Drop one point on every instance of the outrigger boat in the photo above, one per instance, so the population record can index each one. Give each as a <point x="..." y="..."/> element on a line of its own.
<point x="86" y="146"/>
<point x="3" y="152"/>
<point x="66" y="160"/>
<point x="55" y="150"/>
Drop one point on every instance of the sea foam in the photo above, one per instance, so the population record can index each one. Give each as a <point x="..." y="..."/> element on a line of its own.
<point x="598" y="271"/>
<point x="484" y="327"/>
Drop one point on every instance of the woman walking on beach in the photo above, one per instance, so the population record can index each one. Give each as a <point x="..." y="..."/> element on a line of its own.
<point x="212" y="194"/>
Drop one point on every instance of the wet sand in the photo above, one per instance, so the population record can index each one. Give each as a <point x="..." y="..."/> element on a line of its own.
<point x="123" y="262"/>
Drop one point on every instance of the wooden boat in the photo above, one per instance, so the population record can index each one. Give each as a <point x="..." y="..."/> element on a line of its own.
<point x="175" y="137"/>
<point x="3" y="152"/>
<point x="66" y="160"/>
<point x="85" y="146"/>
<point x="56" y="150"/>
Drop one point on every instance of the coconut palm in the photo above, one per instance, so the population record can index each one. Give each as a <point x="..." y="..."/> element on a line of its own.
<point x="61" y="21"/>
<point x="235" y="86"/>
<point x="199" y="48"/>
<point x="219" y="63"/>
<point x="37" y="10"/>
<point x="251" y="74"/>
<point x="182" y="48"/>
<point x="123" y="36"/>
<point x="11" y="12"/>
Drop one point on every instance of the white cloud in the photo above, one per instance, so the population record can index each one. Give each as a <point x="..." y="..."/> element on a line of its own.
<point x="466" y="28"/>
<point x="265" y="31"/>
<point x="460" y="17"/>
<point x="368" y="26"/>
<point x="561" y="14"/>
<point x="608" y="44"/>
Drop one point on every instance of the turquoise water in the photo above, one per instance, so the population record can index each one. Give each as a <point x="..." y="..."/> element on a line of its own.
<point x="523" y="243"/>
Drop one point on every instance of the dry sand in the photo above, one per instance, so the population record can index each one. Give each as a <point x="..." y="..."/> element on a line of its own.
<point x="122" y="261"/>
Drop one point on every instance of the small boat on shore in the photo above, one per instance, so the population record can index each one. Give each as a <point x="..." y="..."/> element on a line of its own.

□ □ □

- _INSTRUCTIONS TO FOLLOW_: The whole listing needs repeating. Match each line exactly.

- _RESPONSE AREA_:
Drop one point on every instance of the outrigger boat in the photo above, one per instance, so the population record can index each one. Give each as a <point x="..." y="..."/> element on a line of its own.
<point x="86" y="146"/>
<point x="3" y="152"/>
<point x="66" y="160"/>
<point x="55" y="150"/>
Drop one point on every instance of the sea foam in the photo above, one per instance, so the population record can index each one. Give each as a <point x="..." y="..."/> element on a line of its own.
<point x="598" y="271"/>
<point x="484" y="327"/>
Drop one point on every instance of the woman walking on beach in the photo above, one per instance, so the population record can index each one. Give each as a <point x="..." y="..."/> element on a line of its own.
<point x="212" y="194"/>
Drop one point on every instance of the wet sand in the photo above, one per instance, so the population record can index each one. Give each as a <point x="..." y="..."/> element on a line of its own.
<point x="123" y="262"/>
Drop one point on every instance of the wooden boat in the photo above, one per instance, so the population record can index each one. Give each as a <point x="..." y="..."/> element on a line of its own.
<point x="175" y="137"/>
<point x="3" y="152"/>
<point x="66" y="160"/>
<point x="85" y="146"/>
<point x="56" y="150"/>
Drop one point on every instance of the coconut palm in the photo above, one per instance, so the population record can index each one. Give each as a <point x="..." y="..."/> element on a line of its own.
<point x="61" y="21"/>
<point x="235" y="86"/>
<point x="199" y="48"/>
<point x="219" y="63"/>
<point x="37" y="10"/>
<point x="251" y="74"/>
<point x="182" y="48"/>
<point x="123" y="36"/>
<point x="11" y="12"/>
Drop one point on every instance of the white cloud in the photo above, one per instance, so the population record can index each one. Give each as a <point x="..." y="..."/> element on a line of its own.
<point x="466" y="28"/>
<point x="265" y="31"/>
<point x="460" y="17"/>
<point x="368" y="26"/>
<point x="561" y="14"/>
<point x="608" y="44"/>
Drop one point on every instance of the turquoise water in the photo above, one per instance, so the population record can index each one. Give each as a <point x="..." y="..."/> element on a line of its own.
<point x="523" y="243"/>
Drop one point on every instance of the dry sand in the photo above, one per instance, so the population record can index each one. Give each as a <point x="..." y="..."/> element on a line of its own.
<point x="122" y="261"/>
Drop one point on every instance of the small boat on shore in the photo above, one per instance, so the population record can index each one. Give each as a <point x="..." y="..."/> element on a line of its own.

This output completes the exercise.